- Passage provided -

● ● ● ●

At first glance this may seem strange. Why should man – the highest order of creation – begin life lower than a brute animal? On the surface there may even appear to be something of unfairness in this circumstance. However, when we consider the purpose for which we were created, then the reason for this becomes more clear. We are created to live to eternity as angels of heaven. As angels we can be continually perfected in love and wisdom to all eternity.

The life of animals is circumscribed. They are born with certain desires and the requisite knowledge to satisfy them. They need and desire nothing more. We, on the other hand, are born without knowledge. But we are born with an innate love of knowledge and the capacity to receive and assimilate knowledge indefinitely. We are created with such a nature that we may be continually perfected in love and wisdom to all eternity. In this way the delight of living may also increase to eternity.

Due to the fact that we are not born into the order of our lives, nor into any knowledge, we need to be instructed. On the physical plane we must be taught what is good for us and what is harmful. By example and precept we must be taught to distinguish between good and evil. We have to be introduced into a knowledge of the Lord and a belief in Him as our Heavenly Father – our God.

But, as we well know, there is a great diversity of opinion on these matters. On the physical plane, for example, there are those who think that certain foods are good and healthful, while others believe them to be harmful. Many people have their own pet theories on how to cure a particular illness; and although many of the theories are contradictory, each person believes that the one he believes in is right.

As to what is good and what is evil, there is even greater diversity of opinion. Physical pleasures such as sports or dancing and recreations such as card playing are regarded by some people to be immoral. Others believe that these are useful recreations when properly controlled and subordinated. Some people regard profanity as a legitimate form of expression while others regard it as evil. Many people accept the Ten Commandments as being a reliable, God-given standard as to what is good and what is evil. Others regard them as irrelevant – an outmoded standard of a bygone age.

In regard to God, there are those who categorically deny His existence. Others say that there is a God but that God is a creative force – He is not a Man. Others, again, believe in a God who is one as to substance but tri-personal in form.

These examples serve to illustrate the fact that the faith of every child is, to a great extent, the product of the opinions of parents, teachers, and friends, and of one’s own experience. During infancy and childhood a person’s belief, or faith, is the faith of one’s parents entirely. As one advances to youth, the person’s faith is affected by, and combined with, the faith of one’s teachers and friends and those whom one idolizes. We see from this that there are different kinds of faith.

● ● ● ●

- Items -

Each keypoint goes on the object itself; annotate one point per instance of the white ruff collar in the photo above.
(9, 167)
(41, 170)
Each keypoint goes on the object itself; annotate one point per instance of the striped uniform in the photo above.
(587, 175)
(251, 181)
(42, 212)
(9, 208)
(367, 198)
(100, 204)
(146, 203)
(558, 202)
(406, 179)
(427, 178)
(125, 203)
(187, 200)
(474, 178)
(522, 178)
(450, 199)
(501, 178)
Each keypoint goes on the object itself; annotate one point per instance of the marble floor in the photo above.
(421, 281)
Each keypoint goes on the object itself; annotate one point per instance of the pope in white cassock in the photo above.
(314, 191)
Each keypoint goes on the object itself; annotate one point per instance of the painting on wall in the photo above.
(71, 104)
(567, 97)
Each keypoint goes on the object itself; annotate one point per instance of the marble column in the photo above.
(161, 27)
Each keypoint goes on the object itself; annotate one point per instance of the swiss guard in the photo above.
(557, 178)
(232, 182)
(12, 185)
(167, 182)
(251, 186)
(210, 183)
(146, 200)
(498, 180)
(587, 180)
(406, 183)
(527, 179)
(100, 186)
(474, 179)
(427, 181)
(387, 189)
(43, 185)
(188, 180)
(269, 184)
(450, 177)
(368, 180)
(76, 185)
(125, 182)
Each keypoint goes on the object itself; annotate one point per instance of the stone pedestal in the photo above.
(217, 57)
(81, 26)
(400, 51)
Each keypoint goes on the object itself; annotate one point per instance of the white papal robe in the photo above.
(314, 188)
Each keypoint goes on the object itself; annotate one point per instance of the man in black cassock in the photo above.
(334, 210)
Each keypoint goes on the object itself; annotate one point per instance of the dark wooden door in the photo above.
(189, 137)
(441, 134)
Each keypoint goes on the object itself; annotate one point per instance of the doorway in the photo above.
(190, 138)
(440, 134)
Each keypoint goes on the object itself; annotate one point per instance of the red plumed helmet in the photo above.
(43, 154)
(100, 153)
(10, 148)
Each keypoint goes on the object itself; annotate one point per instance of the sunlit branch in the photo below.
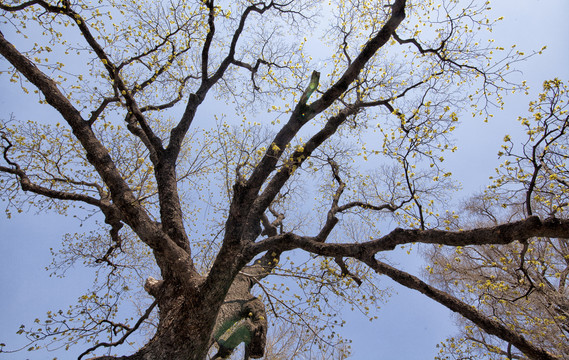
(125, 336)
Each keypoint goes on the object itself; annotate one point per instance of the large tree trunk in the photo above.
(189, 325)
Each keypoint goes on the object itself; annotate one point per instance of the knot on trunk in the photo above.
(153, 286)
(242, 318)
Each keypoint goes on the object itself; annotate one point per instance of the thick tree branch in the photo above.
(468, 311)
(497, 235)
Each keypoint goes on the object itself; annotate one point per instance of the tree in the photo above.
(122, 149)
(522, 285)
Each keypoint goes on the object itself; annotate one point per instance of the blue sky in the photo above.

● ● ● ●

- Actions to take -
[a] In the passage about faith, translate this sentence into Spanish: "They need and desire nothing more."
[b] According to the passage about faith, whose faith is a person's belief during infancy and childhood?

- Responses per task -
[a] No necesitan ni desean nada más.

[b] It is entirely the faith of one's parents.